+++ Source material +++
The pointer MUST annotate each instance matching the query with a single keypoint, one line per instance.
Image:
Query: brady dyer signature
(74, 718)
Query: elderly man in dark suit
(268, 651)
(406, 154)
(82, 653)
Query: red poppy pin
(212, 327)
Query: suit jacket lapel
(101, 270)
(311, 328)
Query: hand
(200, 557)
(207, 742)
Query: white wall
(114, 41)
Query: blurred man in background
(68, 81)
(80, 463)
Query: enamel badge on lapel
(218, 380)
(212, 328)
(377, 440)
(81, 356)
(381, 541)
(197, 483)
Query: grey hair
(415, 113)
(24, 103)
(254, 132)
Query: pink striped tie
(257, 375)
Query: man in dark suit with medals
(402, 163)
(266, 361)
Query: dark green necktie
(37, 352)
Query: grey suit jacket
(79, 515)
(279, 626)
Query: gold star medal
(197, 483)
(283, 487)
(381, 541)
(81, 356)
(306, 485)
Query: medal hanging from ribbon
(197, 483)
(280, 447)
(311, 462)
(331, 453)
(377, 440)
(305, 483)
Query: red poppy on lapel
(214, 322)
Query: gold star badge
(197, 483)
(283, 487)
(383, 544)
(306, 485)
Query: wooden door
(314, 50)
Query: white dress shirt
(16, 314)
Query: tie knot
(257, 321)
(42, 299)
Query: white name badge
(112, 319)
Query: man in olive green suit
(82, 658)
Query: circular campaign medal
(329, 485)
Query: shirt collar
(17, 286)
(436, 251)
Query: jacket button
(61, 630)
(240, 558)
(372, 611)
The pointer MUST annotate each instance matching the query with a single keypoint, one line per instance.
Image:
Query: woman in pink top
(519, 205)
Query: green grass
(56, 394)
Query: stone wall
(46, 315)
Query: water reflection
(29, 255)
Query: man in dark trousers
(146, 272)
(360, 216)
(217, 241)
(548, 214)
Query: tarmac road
+++
> _Your goal_: Would you reproduce the full listing without changing a single word?

> _Reply_:
The pointer MUST annotate each instance matching the query with a single keypoint, one line per instance.
Image:
Query: brady dyer signature
(74, 718)
Query: elderly man in dark suit
(268, 651)
(406, 154)
(82, 653)
Query: red poppy pin
(212, 327)
Query: suit jacket lapel
(101, 270)
(311, 328)
Query: hand
(200, 557)
(207, 742)
Query: white wall
(114, 41)
Query: blurred man in background
(68, 81)
(80, 463)
Query: enamel badge on lapel
(218, 380)
(212, 328)
(377, 440)
(81, 356)
(381, 541)
(197, 483)
Query: grey hair
(415, 113)
(24, 103)
(254, 132)
Query: pink striped tie
(257, 375)
Query: man in dark suit with medals
(402, 163)
(266, 361)
Query: dark green necktie
(37, 352)
Query: grey suit jacket
(79, 515)
(279, 626)
Query: gold star medal
(197, 483)
(283, 487)
(381, 541)
(81, 356)
(306, 485)
Query: medal hanging from ribbon
(197, 483)
(280, 447)
(311, 462)
(331, 453)
(377, 440)
(305, 483)
Query: red poppy on lapel
(214, 322)
Query: gold star badge
(197, 483)
(283, 487)
(383, 544)
(306, 485)
Query: wooden door
(314, 50)
Query: white dress shirt
(16, 314)
Query: tie knot
(257, 321)
(42, 299)
Query: white name badge
(112, 319)
Query: man in olive green suit
(82, 658)
Query: circular campaign medal
(329, 485)
Query: shirt collar
(17, 286)
(436, 251)
Query: jacket button
(61, 630)
(240, 558)
(372, 611)
The pointer MUST annotate each instance matching the query with a single keypoint, one line per instance.
Image:
Query: woman in pink top
(519, 205)
Query: green grass
(56, 394)
Query: stone wall
(46, 315)
Query: water reflection
(29, 255)
Query: man in dark trousers
(146, 272)
(360, 216)
(217, 241)
(548, 214)
Query: tarmac road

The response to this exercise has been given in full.